Task to complete: Copy the records starting at the line containing "Could you please" and ending at the line containing "M 0 77 L 28", replacing "tan branching coral" with "branching coral" and leaving everything else unchanged.

::: Input for this task :::

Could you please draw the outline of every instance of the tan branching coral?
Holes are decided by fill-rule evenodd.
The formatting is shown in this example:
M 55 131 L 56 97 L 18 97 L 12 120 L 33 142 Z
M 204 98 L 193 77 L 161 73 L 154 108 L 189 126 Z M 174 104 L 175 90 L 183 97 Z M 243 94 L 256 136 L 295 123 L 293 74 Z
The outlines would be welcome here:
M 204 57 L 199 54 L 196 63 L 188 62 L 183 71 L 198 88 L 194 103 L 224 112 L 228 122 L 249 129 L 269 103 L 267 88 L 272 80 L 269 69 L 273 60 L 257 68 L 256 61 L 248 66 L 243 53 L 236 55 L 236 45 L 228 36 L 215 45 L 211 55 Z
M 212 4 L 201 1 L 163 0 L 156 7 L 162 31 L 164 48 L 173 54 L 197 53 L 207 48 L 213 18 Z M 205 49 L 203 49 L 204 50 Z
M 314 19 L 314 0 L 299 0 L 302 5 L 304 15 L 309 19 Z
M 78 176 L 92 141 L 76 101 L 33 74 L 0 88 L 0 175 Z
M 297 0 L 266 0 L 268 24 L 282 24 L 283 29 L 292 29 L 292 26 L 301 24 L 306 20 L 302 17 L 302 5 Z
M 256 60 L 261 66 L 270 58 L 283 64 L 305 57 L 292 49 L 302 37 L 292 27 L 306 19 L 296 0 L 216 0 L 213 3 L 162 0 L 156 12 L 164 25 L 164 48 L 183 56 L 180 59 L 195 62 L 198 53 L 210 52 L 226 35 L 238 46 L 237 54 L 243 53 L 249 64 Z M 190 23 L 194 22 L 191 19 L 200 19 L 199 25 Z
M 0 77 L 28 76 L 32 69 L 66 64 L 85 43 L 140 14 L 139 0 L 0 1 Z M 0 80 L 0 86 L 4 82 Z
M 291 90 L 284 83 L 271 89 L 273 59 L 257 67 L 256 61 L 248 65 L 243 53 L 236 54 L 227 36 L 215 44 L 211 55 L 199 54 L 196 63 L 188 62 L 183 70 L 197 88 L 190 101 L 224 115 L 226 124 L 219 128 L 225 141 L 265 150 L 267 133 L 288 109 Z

:::
::: Input for this task :::

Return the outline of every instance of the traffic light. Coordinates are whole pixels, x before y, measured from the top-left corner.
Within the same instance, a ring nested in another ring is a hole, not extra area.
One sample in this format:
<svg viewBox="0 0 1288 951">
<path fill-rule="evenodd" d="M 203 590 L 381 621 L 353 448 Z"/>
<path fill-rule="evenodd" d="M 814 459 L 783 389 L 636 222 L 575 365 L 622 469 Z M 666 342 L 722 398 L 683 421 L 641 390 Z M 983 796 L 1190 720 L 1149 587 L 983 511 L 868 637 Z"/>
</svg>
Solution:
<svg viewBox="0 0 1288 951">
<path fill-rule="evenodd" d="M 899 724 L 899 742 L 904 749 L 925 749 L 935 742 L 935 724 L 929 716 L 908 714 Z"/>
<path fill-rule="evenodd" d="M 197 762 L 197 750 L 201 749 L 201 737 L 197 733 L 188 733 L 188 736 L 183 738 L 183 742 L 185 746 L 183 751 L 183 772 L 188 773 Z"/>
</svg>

:::

Answer for the task:
Could you please draw the outline of every instance of the branching coral?
Holes are decided by fill-rule evenodd.
The formatting is shown in this example:
M 55 131 L 56 97 L 18 97 L 12 120 L 33 142 Z
M 204 98 L 193 77 L 161 73 L 154 108 L 189 126 Z M 174 104 L 175 90 L 183 97 Z M 243 94 L 256 136 L 295 123 L 293 74 Z
The outlines would be welcome here:
M 204 57 L 199 54 L 196 63 L 188 62 L 183 71 L 198 88 L 194 103 L 224 112 L 228 122 L 249 129 L 269 103 L 267 88 L 272 80 L 269 69 L 273 60 L 257 68 L 256 61 L 248 66 L 243 53 L 236 55 L 236 45 L 228 36 L 215 45 L 211 55 Z
M 212 4 L 201 1 L 163 0 L 156 7 L 162 31 L 164 48 L 173 54 L 197 53 L 207 48 L 213 18 Z M 205 49 L 203 49 L 204 50 Z
M 314 19 L 314 0 L 299 0 L 302 5 L 304 15 L 309 19 Z
M 78 176 L 92 141 L 76 101 L 33 74 L 0 88 L 0 175 Z
M 297 0 L 266 0 L 268 24 L 282 24 L 283 29 L 292 29 L 292 26 L 301 24 L 306 20 L 302 17 L 302 5 Z
M 256 60 L 261 66 L 270 58 L 283 64 L 305 57 L 292 49 L 302 37 L 292 27 L 306 19 L 296 0 L 216 0 L 213 3 L 162 0 L 156 12 L 164 25 L 164 48 L 183 56 L 180 59 L 195 62 L 198 53 L 210 52 L 226 35 L 238 46 L 237 54 L 243 53 L 249 64 Z M 190 23 L 194 22 L 191 19 L 200 19 L 199 25 Z
M 0 77 L 28 76 L 32 69 L 66 64 L 85 43 L 140 14 L 139 0 L 0 1 Z M 0 80 L 0 86 L 4 82 Z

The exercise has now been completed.